### SOURCE RECORDS
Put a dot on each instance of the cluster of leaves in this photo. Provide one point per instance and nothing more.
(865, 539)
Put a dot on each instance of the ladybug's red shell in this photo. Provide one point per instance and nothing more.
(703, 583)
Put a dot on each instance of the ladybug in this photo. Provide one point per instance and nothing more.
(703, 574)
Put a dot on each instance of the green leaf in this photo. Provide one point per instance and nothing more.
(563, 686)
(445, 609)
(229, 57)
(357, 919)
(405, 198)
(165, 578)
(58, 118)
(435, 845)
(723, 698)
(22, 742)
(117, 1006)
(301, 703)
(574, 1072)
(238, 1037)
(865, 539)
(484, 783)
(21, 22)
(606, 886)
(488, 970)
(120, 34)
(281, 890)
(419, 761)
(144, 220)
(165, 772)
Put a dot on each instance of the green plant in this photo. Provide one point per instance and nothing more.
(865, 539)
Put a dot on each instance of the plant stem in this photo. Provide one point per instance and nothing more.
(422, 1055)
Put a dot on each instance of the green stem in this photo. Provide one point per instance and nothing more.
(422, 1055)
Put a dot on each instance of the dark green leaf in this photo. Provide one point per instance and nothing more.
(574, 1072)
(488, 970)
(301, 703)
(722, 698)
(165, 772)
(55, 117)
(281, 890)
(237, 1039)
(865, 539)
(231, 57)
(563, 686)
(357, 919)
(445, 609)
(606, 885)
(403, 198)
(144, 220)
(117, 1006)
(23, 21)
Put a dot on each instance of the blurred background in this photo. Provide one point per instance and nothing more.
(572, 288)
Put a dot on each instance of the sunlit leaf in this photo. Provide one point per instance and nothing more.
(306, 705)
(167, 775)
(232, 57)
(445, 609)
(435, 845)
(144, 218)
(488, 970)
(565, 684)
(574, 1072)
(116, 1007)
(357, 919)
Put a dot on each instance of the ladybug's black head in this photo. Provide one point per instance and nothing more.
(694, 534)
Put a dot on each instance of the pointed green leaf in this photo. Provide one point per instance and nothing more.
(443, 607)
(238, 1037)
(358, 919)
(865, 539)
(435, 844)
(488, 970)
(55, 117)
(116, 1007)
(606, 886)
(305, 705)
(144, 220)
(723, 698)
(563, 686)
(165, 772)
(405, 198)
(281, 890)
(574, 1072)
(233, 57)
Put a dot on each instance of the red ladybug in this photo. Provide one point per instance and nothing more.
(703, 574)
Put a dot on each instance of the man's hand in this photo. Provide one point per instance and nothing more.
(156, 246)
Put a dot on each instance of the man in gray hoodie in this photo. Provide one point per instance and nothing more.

### TASK STATEMENT
Copy out exactly the lines that begin at the one with "Put a dot on each instance of the green stem" and end at the close of the material above; nothing else belongs in the answer.

### TASK RESULT
Put a dot on each instance of the green stem in this photo. Provide one point per instance and nothing more.
(422, 1055)
Put a dot on each instance of the dark green leaf in this photo. Provide one point per instance and nothing more.
(574, 1072)
(488, 970)
(301, 703)
(722, 698)
(165, 772)
(55, 117)
(281, 890)
(237, 1039)
(865, 539)
(231, 57)
(563, 686)
(357, 919)
(445, 609)
(606, 885)
(403, 198)
(144, 220)
(117, 1006)
(23, 21)
Put a dot on each instance of the blurred background in this photo. Provide one point per instance and nothing more.
(572, 288)
Put a dot on each instance of the sunlit leaf in this photo. Provide one point per instance and nothing more.
(306, 705)
(167, 775)
(232, 57)
(445, 609)
(435, 845)
(144, 218)
(488, 970)
(565, 684)
(574, 1072)
(116, 1007)
(357, 919)
Put a dot on each instance of the ladybug's black head in this photo. Provide one point per instance and nothing more.
(694, 534)
Put a dot on each instance of the pointed green leaf in this photo. Provide one point per instance and nothing more.
(443, 607)
(238, 1037)
(358, 919)
(865, 539)
(435, 844)
(488, 970)
(55, 117)
(116, 1007)
(606, 886)
(305, 705)
(144, 220)
(723, 698)
(563, 686)
(165, 772)
(405, 198)
(281, 890)
(574, 1072)
(233, 57)
Put a dot on each instance of the red ladybug in this photo. Provide one point per instance and nothing more.
(703, 574)
Put a dot on each instance of the man's hand in this photo. Provide one point per instance and nothing more.
(156, 246)
Put a dot on each instance of the man in gray hoodie in this photo. Provide one point per instance and nothing more.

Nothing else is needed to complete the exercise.